Required work: Scale the material below, from the line containing "Would you mind pointing out the white cumulus" down to the line containing "(1133, 622)", both included. Write out every one of those lines, leaving the wording unchanged, and multiply each x and y coordinate by 1.4, rounding to a whole number with halves going up; give only those lines.

Entries:
"""

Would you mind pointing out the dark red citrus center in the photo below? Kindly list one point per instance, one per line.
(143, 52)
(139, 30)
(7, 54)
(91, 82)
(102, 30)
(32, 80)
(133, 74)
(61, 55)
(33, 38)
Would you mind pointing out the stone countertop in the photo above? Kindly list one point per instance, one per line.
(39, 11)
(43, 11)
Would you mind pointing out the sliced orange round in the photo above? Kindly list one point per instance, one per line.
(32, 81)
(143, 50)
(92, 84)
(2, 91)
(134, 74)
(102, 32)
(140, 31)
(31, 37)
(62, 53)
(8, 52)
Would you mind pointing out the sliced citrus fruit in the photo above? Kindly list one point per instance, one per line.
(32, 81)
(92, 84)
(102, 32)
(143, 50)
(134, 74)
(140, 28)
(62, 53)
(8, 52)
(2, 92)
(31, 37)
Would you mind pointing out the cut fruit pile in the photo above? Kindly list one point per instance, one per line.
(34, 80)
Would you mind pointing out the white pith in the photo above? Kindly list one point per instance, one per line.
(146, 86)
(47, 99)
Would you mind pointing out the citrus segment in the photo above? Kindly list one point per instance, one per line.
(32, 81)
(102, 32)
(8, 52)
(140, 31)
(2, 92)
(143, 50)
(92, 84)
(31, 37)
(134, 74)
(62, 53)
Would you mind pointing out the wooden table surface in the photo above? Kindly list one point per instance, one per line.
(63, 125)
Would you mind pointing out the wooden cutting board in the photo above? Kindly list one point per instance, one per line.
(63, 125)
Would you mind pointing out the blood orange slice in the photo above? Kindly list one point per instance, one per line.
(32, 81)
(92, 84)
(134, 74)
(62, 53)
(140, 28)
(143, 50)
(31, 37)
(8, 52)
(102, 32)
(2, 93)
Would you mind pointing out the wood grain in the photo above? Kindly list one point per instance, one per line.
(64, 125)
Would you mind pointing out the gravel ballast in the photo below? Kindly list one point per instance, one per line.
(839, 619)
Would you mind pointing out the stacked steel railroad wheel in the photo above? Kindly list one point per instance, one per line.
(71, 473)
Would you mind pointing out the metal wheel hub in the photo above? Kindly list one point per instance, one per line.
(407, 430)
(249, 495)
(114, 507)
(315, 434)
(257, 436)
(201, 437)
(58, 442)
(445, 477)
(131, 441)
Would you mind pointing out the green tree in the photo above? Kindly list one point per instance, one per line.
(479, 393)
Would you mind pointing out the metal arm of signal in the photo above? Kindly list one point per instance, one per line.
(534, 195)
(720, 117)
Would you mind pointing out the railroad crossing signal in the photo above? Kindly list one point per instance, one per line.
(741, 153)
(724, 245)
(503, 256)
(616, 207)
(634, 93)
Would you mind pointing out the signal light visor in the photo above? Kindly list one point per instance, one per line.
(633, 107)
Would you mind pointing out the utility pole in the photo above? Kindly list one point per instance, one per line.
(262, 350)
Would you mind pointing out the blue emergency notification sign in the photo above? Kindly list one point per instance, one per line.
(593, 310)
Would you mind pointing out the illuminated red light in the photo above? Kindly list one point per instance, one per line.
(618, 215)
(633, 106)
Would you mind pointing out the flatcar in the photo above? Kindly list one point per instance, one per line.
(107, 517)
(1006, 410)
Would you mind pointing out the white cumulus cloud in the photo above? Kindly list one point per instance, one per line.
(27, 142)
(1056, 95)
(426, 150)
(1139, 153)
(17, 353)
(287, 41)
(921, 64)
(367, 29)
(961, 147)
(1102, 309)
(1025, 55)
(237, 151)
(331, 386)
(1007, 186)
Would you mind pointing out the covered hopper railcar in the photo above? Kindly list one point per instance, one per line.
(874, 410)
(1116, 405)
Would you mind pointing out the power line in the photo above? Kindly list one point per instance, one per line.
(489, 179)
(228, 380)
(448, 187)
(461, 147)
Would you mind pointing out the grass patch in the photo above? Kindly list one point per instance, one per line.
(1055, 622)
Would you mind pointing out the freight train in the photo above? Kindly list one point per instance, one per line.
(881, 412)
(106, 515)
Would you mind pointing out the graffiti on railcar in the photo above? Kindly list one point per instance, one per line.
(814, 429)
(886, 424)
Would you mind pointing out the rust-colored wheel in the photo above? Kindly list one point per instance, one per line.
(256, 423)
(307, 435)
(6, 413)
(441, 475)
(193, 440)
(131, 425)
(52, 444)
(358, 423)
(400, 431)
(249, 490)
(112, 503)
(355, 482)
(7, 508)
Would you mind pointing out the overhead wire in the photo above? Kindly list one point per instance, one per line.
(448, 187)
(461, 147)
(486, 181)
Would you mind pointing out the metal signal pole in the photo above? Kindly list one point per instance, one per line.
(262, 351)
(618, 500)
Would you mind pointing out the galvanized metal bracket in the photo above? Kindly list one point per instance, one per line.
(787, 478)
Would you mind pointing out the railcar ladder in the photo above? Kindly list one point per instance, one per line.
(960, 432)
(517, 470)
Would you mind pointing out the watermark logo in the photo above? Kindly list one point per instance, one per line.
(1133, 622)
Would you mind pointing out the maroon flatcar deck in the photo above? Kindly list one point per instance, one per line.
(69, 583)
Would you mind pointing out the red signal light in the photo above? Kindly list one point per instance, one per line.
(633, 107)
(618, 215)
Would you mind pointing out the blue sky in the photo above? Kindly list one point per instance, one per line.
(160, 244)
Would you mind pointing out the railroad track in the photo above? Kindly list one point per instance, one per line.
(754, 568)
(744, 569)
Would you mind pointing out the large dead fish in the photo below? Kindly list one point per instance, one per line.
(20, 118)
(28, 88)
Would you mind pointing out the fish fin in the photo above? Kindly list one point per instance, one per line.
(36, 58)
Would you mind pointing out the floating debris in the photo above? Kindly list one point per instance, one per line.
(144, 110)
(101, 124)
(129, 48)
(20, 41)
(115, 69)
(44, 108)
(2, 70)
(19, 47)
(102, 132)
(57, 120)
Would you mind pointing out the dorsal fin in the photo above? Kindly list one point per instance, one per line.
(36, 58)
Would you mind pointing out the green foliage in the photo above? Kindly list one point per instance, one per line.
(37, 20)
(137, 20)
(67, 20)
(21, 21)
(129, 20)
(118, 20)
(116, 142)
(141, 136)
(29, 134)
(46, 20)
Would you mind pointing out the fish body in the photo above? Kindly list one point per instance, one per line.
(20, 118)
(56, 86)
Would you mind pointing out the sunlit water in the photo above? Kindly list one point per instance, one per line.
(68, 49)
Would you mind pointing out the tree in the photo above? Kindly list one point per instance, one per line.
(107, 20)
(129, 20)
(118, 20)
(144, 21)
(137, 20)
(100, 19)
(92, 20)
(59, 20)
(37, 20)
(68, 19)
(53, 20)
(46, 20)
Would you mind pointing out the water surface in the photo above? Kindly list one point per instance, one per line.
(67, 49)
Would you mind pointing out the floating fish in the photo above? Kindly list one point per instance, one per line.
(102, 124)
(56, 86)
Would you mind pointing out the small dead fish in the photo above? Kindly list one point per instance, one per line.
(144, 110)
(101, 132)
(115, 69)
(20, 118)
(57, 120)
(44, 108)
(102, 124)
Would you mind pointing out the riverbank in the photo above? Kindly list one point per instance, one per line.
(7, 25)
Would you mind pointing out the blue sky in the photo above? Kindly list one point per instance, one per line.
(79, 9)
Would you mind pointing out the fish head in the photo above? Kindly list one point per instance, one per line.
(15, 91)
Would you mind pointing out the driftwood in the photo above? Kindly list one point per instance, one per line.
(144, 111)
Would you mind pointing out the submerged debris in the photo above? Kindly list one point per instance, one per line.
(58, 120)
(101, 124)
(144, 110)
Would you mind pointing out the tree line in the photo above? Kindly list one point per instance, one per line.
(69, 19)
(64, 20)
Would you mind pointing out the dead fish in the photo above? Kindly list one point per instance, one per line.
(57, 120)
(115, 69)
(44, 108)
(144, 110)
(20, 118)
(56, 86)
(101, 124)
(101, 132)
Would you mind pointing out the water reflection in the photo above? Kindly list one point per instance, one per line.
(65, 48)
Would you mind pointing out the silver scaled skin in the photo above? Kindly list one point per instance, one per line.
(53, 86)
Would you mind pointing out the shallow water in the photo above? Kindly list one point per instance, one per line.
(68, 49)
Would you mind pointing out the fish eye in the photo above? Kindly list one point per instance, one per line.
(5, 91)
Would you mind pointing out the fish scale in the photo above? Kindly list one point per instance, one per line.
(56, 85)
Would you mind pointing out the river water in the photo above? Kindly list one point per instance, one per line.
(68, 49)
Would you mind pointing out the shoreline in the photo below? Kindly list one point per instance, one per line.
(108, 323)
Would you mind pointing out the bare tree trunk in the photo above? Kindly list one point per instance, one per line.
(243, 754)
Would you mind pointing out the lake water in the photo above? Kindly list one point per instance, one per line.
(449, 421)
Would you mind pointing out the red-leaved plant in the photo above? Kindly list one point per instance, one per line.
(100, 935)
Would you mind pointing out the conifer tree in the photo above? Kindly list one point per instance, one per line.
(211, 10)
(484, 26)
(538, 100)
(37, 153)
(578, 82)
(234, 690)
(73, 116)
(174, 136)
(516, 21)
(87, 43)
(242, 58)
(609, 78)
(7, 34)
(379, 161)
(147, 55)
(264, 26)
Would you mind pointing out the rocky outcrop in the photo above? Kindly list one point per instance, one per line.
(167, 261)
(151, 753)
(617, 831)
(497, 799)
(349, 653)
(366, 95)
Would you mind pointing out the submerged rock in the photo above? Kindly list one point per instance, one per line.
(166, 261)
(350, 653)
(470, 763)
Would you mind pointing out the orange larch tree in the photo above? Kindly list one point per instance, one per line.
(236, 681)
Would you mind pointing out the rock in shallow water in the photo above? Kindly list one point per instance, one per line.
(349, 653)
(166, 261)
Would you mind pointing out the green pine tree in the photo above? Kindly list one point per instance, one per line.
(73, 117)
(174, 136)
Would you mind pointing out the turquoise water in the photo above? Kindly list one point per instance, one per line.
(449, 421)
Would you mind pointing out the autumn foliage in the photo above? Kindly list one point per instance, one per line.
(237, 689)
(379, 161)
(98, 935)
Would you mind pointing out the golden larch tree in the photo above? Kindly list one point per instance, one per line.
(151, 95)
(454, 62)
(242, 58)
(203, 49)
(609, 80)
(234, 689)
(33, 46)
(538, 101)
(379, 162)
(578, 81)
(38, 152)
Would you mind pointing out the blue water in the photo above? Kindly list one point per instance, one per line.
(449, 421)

"""

Task output:
Would you mind pointing out the white cumulus cloud in the photo above? Kindly list one point per instance, one per line.
(38, 199)
(1478, 133)
(596, 210)
(1595, 214)
(24, 494)
(402, 57)
(1289, 90)
(514, 41)
(1345, 206)
(1543, 433)
(1435, 77)
(332, 211)
(463, 540)
(1410, 260)
Would you mind pointing out the covered hopper railcar in the photo above? Kindly list one point per instance, one per line.
(1224, 574)
(1562, 567)
Would you mind pointing out the power line in the photo above? Kindly list one point per instance, one per line.
(685, 251)
(319, 532)
(627, 262)
(645, 206)
Would you mind pointing out the grass patch in the photo above? Kindly list one point per instance, one per line.
(1477, 871)
Would you mind pointing out the freight train in the photo above? Kindly list one point per instance, one per line.
(1233, 577)
(148, 721)
Would you mind pointing out the graffiti on railcar in the photo above? Kindly list one point per instance, one per line.
(1140, 601)
(1240, 594)
Would you mind pointing out the rust-colored wheel in the photo above? Kindly list one point per instance, one per line.
(358, 592)
(430, 609)
(8, 578)
(617, 665)
(270, 616)
(183, 595)
(73, 622)
(501, 592)
(560, 603)
(349, 686)
(157, 704)
(497, 675)
(10, 711)
Would you mind pointing out the overhead wire in the photo above? Kindly list one point per instance, one per line.
(627, 262)
(645, 206)
(680, 253)
Would you mind pointing out the metal signal pole in the photo above? Kindly list one point per instance, one per line.
(367, 491)
(865, 700)
Would you mind pointing out the galvanized metal bracket in the photo above? Kindly list one point per instance, one per line.
(1102, 669)
Would you mind pointing out the railcar ladder in the photo above? Kindly list one point per instance, one per line.
(1344, 605)
(724, 658)
Would you mind pointing out the watermark logo in the photo above? Kindly list one point per instance, one per line.
(1586, 871)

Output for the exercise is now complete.